─── Texte de la page
Les Pennes-Mirabeau et Gardanne "villes égalitaires"

Il faut toujours se méfier des termes. Première au classement des "20 villes les plus inégalitaires de France", on trouve Neuilly-sur-Seine. Avec un revenu médian de 43 350 euros (les 10 % les plus riches gagnant au minimum 111 511 euros annuels), c'est en fait une ville où se côtoient uniquement riches et très riches. Dans le classement des "20 villes les plus égalitaires de France", on retrouve les Pennes-Mirabeau (23 701 € de revenu médian et 38 709 € minimum pour les 10 % les plus riches) et Gardanne (20 665 € / 34 051 €). Ce sont en fait des communes où l'écart entre les plus riches et les plus pauvres est le moins élevé, où les revenus sont homogènes.

Le commentaire de Philippe Langevin, économiste : "À Marseille, le renouveau économique ne profite pas aux plus défavorisés"

En charge de la commission environnement du conseil de développement de MPM, Philippe Langevin (à gauche) s'exprimait au côté du président du conseil, Jean-Louis Tixier.Photo Philippe LAURENSON

Auteur du rapport "Pauvres à Marseille, un besoin urgent de fraternité" en mai dernier, l'économiste Philippe Langevin travaille aujourd'hui à un projet sur les réponses à apporter pour la ville "en fonction du Plan national sur la pauvreté et des réalités locales".

Marseille compte encore deux quartiers dans les dix plus pauvres de France, la situation s'aggrave-t-elle ?
──────
─── Lignes de données
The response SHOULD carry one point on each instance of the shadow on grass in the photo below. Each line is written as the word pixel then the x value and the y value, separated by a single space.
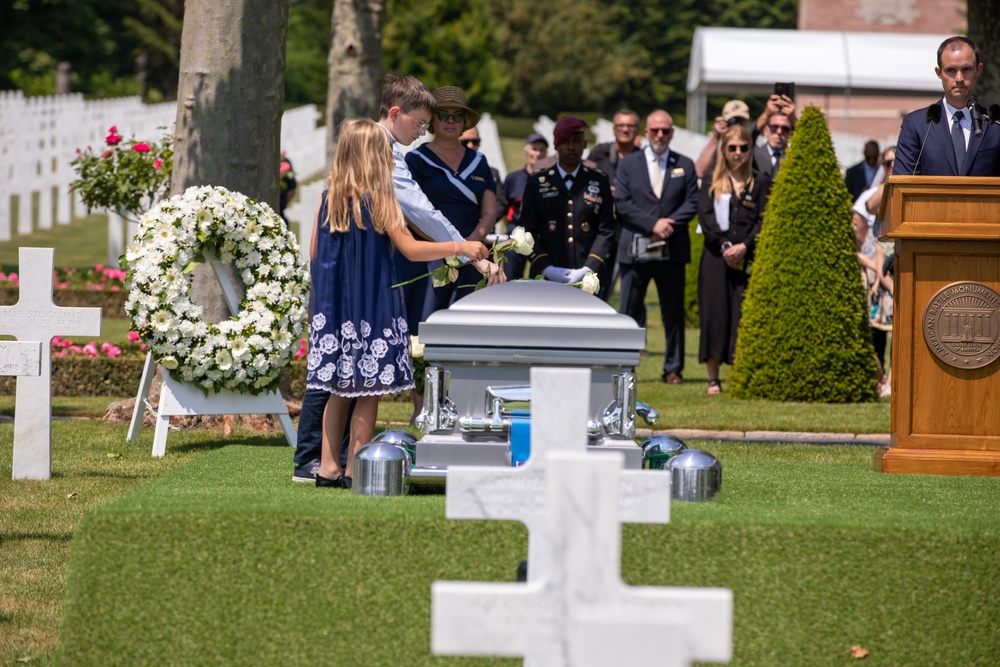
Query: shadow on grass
pixel 21 537
pixel 110 474
pixel 235 439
──────
Consigne 1: Selon le texte sur les inégalités de revenus entre communes, quel est le revenu médian à Neuilly-sur-Seine ?
Consigne 2: Poursuivez le texte sur les inégalités de revenus entre communes à partir de l'endroit où il s'arrête.

Réponse rédigée 1: Le revenu médian à Neuilly-sur-Seine est de 43 350 euros.

Réponse rédigée 2:
Philippe Langevin : Oui, elle a tendance à s'aggraver. Il faut regarder les chiffres mais aussi les conditions dans lesquelles vivent ces populations. Le rapport de l'Observatoire des inégalités confirme ce que j'ai écrit dans le mien. Si on compare Marseille aux autres métropoles, on est toujours les derniers. On a une ville très inégalitaire, des quartiers très dégradés. Les politiques qui sont conduites ici et qui développent une image basée sur le numérique, les technologies, le front de mer... n'ont absolument pas d'incidence sur la réduction des inégalités.

Les écarts de revenus se creusent-ils ?

Philippe Langevin : Avant redistribution, l'écart de revenus médians d'un arrondissement à l'autre est de 1 à 14. Après les impôts que payent les riches et les transferts sociaux qui sont faits aux plus pauvres, il est de 1 à 4,5. Marseille dépend donc très largement de la politique nationale de redistribution et de fiscalité. La pauvreté se retrouve dans les quartiers prioritaires mais elle est aussi très forte au centre-ville, ce qui est une particularité locale. Le tout forme des îlots qui ne communiquent pas. Les populations favorisées restent dans les quartiers favorisés, les pauvres dans les quartiers pauvres, il n'y a aucune mixité.

Marseille ne bénéficie-t-elle donc pas de la reprise économique ?

Philippe Langevin : Le discours officiel fait état d'un renouveau économique qui est certes incontestable mais qui ne profite pas aux plus défavorisés. Il n'y a plus d'effets d'entraînement des territoires dotés vers les moins bien dotés. On peut donc avoir un quartier à fort développement comme Euroméditerranée à proximité du 3e arrondissement qui est un des quartiers les plus pauvres de France, voire d'Europe. La création de valeurs n'entraîne plus la création d'emplois, ni la réduction du chômage. Ce n'est pas spécifique à Marseille, cela se passe ainsi dans d'autres villes de France, mais ici, tout est amplifié.

Les Marseillais qui vivent aujourd'hui dans les quartiers pauvres ont-ils une chance un jour de les quitter ?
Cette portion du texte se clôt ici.